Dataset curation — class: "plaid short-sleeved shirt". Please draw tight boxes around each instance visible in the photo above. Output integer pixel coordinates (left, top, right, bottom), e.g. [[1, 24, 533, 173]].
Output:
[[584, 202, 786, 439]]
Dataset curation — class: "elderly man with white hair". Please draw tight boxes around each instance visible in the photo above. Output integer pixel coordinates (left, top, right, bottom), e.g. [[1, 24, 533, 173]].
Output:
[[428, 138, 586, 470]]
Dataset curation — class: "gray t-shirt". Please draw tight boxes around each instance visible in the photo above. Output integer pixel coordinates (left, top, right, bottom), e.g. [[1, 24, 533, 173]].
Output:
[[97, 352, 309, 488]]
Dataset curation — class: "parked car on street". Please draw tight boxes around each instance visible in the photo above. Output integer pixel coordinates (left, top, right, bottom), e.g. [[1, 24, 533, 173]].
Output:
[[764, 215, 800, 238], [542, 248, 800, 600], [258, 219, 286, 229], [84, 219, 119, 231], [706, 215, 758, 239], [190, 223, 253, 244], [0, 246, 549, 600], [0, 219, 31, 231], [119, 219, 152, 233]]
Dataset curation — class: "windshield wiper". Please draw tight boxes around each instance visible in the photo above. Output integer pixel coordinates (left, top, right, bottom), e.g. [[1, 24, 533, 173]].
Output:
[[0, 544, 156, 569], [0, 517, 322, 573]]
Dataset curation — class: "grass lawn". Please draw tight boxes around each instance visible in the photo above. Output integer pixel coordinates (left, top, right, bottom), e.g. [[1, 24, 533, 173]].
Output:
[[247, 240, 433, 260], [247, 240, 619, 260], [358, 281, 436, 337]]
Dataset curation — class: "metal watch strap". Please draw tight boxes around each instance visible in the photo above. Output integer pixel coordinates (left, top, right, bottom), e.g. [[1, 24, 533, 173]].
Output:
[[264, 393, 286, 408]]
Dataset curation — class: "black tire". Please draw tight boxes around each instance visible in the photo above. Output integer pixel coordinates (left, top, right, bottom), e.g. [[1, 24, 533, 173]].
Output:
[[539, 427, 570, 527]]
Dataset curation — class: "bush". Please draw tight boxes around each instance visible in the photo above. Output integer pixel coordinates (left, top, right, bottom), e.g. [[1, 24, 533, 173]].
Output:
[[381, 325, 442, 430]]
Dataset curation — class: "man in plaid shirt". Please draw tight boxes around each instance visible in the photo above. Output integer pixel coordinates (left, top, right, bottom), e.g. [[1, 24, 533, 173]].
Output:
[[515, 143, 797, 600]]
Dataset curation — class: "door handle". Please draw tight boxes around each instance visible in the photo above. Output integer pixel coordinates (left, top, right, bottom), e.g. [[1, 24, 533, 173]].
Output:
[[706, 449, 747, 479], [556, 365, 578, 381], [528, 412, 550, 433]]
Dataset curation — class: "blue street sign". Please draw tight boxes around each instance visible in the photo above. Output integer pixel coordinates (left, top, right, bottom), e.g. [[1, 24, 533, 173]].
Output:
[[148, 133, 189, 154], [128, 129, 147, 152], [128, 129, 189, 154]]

□ □ □ □ □ □ □

Copy out all of the material above word for word, with every line in its original order.

Dataset curation — class: "plaid short-sleeved shirt". Please draw tight boxes around each instance visible in the photo above. Output integer pixel coordinates (left, top, right, bottom), e.g. [[1, 24, 533, 173]].
Output:
[[584, 202, 786, 439]]
Dataset curation — class: "elderly man with white hair". Please draw tight boxes around each instance visible in the photo above. Output integer pixel coordinates (left, top, right, bottom), e.g. [[1, 24, 533, 173]].
Output:
[[428, 138, 586, 470]]
Dataset curation — class: "gray t-shirt". Please draw tight boxes around each instance visible in the photo above. Output integer pixel coordinates (left, top, right, bottom), e.g. [[1, 24, 533, 173]].
Output:
[[97, 352, 309, 488]]
Dataset curation — class: "parked car on street". Please draw tight boxes around each instance visible in the photo above. Output integer pixel coordinates (left, top, right, bottom), e.g. [[1, 24, 533, 173]].
Output:
[[764, 215, 800, 238], [542, 248, 800, 600], [258, 219, 286, 229], [84, 219, 119, 231], [706, 215, 758, 239], [190, 223, 253, 244], [0, 246, 549, 600], [0, 219, 31, 231], [119, 219, 152, 233]]
Dataset curation — class: "windshield wiper". Please draw tight boxes around each instance visible in the photo above. Output integer pixel coordinates (left, top, right, bottom), e.g. [[1, 24, 533, 173]].
Output:
[[0, 544, 156, 569], [0, 517, 322, 573]]
Dataset curation — class: "grass lawn". Please draw tight boxes around each instance visible in the photo above. Output integer pixel coordinates (left, top, right, bottom), e.g. [[1, 24, 533, 173]].
Output:
[[247, 240, 433, 260], [247, 240, 619, 260], [358, 281, 436, 337]]
Dataset curation — class: "metal watch strap". Please draw tight boxes around each instance visible in the photo above. Output integer pixel coordinates (left, top, right, bottom), e.g. [[1, 24, 533, 173]].
Output:
[[264, 393, 286, 408]]
Dataset curation — class: "black tire". Please draw tight boxes around each instance visible in the photo above. Output integer pixel coordinates (left, top, right, bottom), e.g. [[1, 24, 533, 173]].
Output:
[[539, 427, 570, 527]]
Dataset curation — class: "bush". Please draw tight boxes around each instance visible in the photo above. Output integer pixel coordinates (left, top, right, bottom), e.g. [[1, 24, 533, 173]].
Output:
[[381, 325, 442, 430]]
Dataset curation — class: "man in plaid shirt". Please draw tight boxes around each instance visible in the photo above. Output integer pixel coordinates (left, top, right, bottom), e.g. [[1, 24, 533, 173]].
Output:
[[515, 143, 797, 600]]
Dataset curation — class: "door handle". Please draw tight boxes around each instance visible in the photo above. Output integer pixel coordinates (left, top, right, bottom), e.g. [[1, 24, 533, 173]].
Output:
[[706, 449, 747, 479], [556, 365, 578, 381], [528, 412, 550, 433]]
Dataset curation — class: "blue street sign". Please draw tight boxes around each instance visible in the photo above. Output integer pixel coordinates (left, top, right, bottom), e.g. [[1, 24, 533, 173]].
Output:
[[148, 133, 189, 154], [128, 129, 147, 152], [128, 129, 189, 154]]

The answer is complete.